╭─ DATASET
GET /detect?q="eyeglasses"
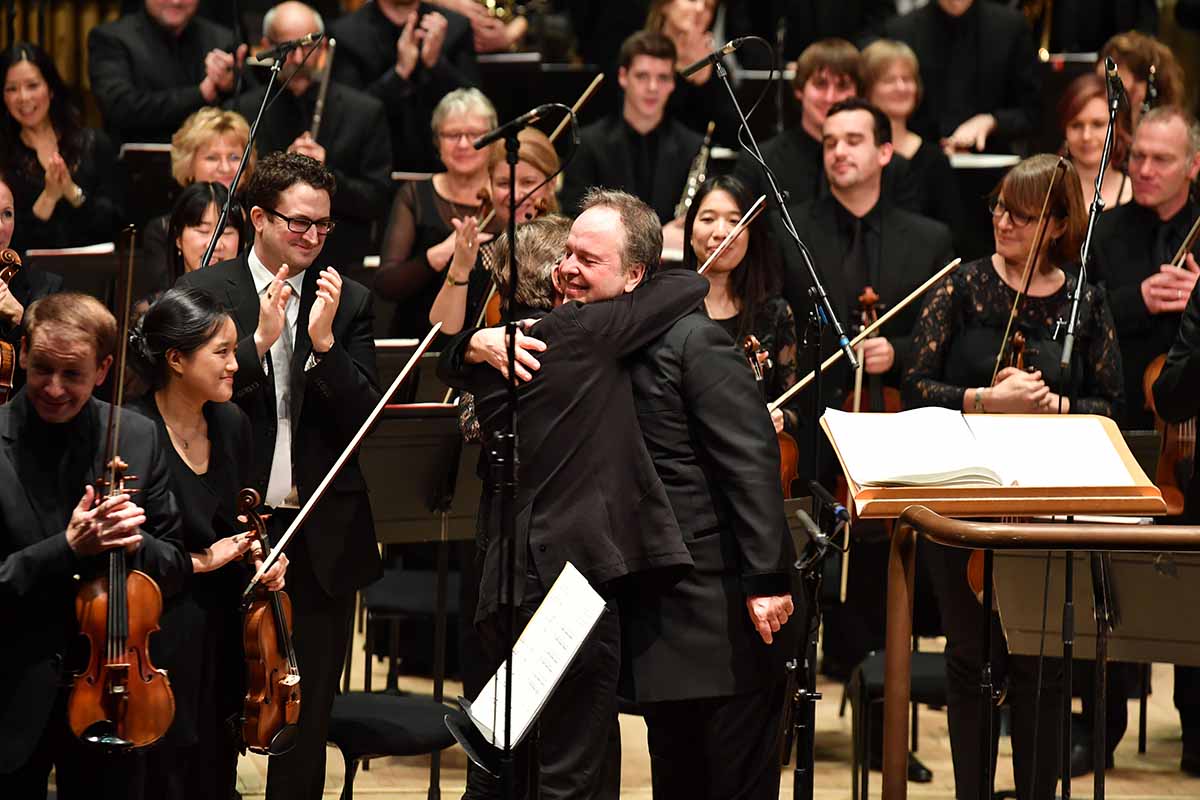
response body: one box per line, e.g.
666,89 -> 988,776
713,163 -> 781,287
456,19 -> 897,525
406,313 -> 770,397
263,209 -> 337,236
988,197 -> 1033,228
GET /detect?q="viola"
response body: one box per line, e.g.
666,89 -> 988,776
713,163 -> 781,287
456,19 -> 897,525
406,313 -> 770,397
238,488 -> 300,756
0,247 -> 20,404
67,225 -> 175,750
742,336 -> 800,500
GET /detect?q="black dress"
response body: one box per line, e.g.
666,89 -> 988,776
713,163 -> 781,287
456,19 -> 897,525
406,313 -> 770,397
5,128 -> 122,253
132,393 -> 252,800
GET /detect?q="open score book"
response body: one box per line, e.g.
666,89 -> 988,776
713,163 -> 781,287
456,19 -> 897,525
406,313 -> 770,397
822,408 -> 1134,487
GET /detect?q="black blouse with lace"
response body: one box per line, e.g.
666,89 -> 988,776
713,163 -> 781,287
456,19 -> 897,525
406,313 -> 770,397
713,295 -> 799,433
904,258 -> 1123,416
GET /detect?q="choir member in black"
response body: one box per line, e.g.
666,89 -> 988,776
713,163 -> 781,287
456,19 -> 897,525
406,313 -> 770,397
0,43 -> 121,251
1088,107 -> 1200,431
646,0 -> 740,148
619,203 -> 797,799
562,31 -> 703,249
1094,106 -> 1200,775
683,175 -> 799,433
439,196 -> 700,798
136,107 -> 256,295
0,293 -> 191,800
859,38 -> 964,244
374,89 -> 496,338
0,180 -> 62,398
725,0 -> 896,70
884,0 -> 1038,151
179,152 -> 382,800
1058,74 -> 1133,211
88,0 -> 245,142
1096,30 -> 1188,128
235,0 -> 391,271
130,289 -> 287,800
430,128 -> 558,335
904,155 -> 1121,800
329,0 -> 482,172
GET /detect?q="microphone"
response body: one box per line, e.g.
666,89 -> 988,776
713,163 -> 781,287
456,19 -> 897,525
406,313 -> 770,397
679,36 -> 750,78
246,32 -> 325,67
1104,56 -> 1129,108
472,103 -> 556,150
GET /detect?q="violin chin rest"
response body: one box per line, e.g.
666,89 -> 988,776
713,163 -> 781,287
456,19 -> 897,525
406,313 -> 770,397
79,720 -> 133,750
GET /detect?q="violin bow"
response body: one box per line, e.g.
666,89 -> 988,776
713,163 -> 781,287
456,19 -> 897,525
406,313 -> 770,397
700,194 -> 767,275
241,323 -> 442,602
991,156 -> 1067,384
767,258 -> 962,411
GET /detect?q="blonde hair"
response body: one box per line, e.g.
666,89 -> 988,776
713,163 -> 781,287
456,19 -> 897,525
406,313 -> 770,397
170,106 -> 254,186
858,38 -> 925,110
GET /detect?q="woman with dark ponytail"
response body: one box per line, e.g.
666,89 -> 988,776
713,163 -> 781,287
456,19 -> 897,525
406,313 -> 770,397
130,289 -> 287,800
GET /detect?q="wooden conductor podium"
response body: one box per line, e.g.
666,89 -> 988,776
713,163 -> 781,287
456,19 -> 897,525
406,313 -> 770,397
821,411 -> 1200,800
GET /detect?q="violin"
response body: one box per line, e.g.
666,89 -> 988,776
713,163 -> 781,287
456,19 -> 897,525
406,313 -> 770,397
67,225 -> 175,750
742,336 -> 800,500
0,247 -> 20,404
238,488 -> 300,756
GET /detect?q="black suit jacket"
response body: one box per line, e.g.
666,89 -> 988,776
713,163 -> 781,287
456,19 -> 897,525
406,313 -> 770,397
0,391 -> 192,774
884,2 -> 1039,149
1087,203 -> 1200,429
88,10 -> 236,143
176,254 -> 382,595
622,311 -> 798,703
232,83 -> 391,267
439,271 -> 708,620
329,2 -> 482,172
562,114 -> 704,222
╰─
PROBLEM TO SOLVE: Reproduce all of the items above character for character, omitting the pictures.

TASK SOLUTION:
GET /detect?q="eyeglasses"
response body: one box per line, e.g.
666,89 -> 988,776
713,163 -> 781,287
456,19 -> 897,525
406,313 -> 770,397
263,209 -> 337,236
988,197 -> 1033,228
GET /detect?q="viola"
response body: one box per line, e.g.
666,89 -> 988,776
713,163 -> 781,287
456,19 -> 897,525
406,313 -> 770,397
238,488 -> 300,756
0,247 -> 20,404
67,225 -> 175,750
742,336 -> 800,500
GET /detect?q="black dress"
response body: one box per line, e.g.
666,89 -> 988,776
713,163 -> 781,287
456,19 -> 897,525
406,313 -> 770,397
5,128 -> 122,253
132,393 -> 252,800
GET /detect?q="open score book"
response body: one box per line, e.g.
666,89 -> 988,776
713,163 -> 781,287
456,19 -> 897,525
406,313 -> 770,397
822,408 -> 1134,487
GET /detect?q="black blouse with lace"
response body: one box per line, e.g.
666,89 -> 988,776
713,163 -> 781,287
456,19 -> 897,525
406,313 -> 770,397
713,295 -> 799,433
904,258 -> 1123,416
GET /detect?q="choir member in black"
response body: one box per line, e.g.
666,89 -> 988,776
713,163 -> 781,287
456,19 -> 897,525
406,313 -> 770,397
0,43 -> 121,251
1088,107 -> 1200,431
646,0 -> 740,148
619,203 -> 797,799
562,31 -> 703,249
1094,106 -> 1200,775
683,175 -> 799,433
439,196 -> 700,798
136,107 -> 256,295
0,293 -> 191,800
859,38 -> 964,244
374,89 -> 496,338
0,180 -> 62,398
725,0 -> 896,70
884,0 -> 1038,151
179,152 -> 382,800
1058,74 -> 1133,211
88,0 -> 245,142
1096,30 -> 1188,128
235,0 -> 391,271
130,289 -> 287,800
430,128 -> 558,335
904,155 -> 1121,800
329,0 -> 482,172
GET /detect?q="microphone"
response body: one box per line, e.g.
666,89 -> 988,776
713,163 -> 781,287
456,19 -> 897,525
406,313 -> 770,397
679,36 -> 750,78
246,32 -> 325,67
1104,56 -> 1129,108
472,103 -> 556,150
GET /detect?q="violin chin rest"
response body: one box per line, e.g.
666,89 -> 988,776
713,163 -> 781,287
456,19 -> 897,525
406,313 -> 770,397
79,720 -> 133,750
GET /detect?q="violin bow"
response body: one box per line, e.g.
666,89 -> 988,776
713,163 -> 781,287
456,19 -> 897,525
406,313 -> 770,397
700,194 -> 767,275
241,323 -> 442,602
991,156 -> 1067,384
767,258 -> 962,411
GET /detect?q="blonde hair"
response body: one box per line, e.g.
666,89 -> 988,776
713,163 -> 781,287
456,19 -> 897,525
406,313 -> 770,397
170,106 -> 254,186
858,38 -> 925,110
GET /detect?q="woman with dark ponytail"
response body: one box per line, e.g.
666,89 -> 988,776
713,163 -> 781,287
456,19 -> 897,525
406,313 -> 770,397
130,289 -> 287,800
GET /detect?q="wooden conductor podium"
response body: one box per line, e.g.
666,89 -> 988,776
713,163 -> 781,287
456,19 -> 897,525
406,313 -> 770,397
821,411 -> 1200,800
GET /detect?q="violin"
response body: one box per line, e.g.
666,89 -> 988,776
713,163 -> 781,287
456,19 -> 897,525
406,313 -> 770,397
67,225 -> 175,750
742,336 -> 800,500
0,247 -> 20,404
238,488 -> 300,756
GET /detect?q="black suit jacket"
response body: one box per line, e.g.
666,89 -> 988,776
713,163 -> 781,287
456,19 -> 897,525
406,313 -> 770,397
0,391 -> 192,774
884,2 -> 1039,149
1087,203 -> 1200,429
88,10 -> 236,143
176,254 -> 382,595
622,311 -> 798,703
232,83 -> 391,267
439,271 -> 708,620
329,2 -> 482,172
562,114 -> 704,222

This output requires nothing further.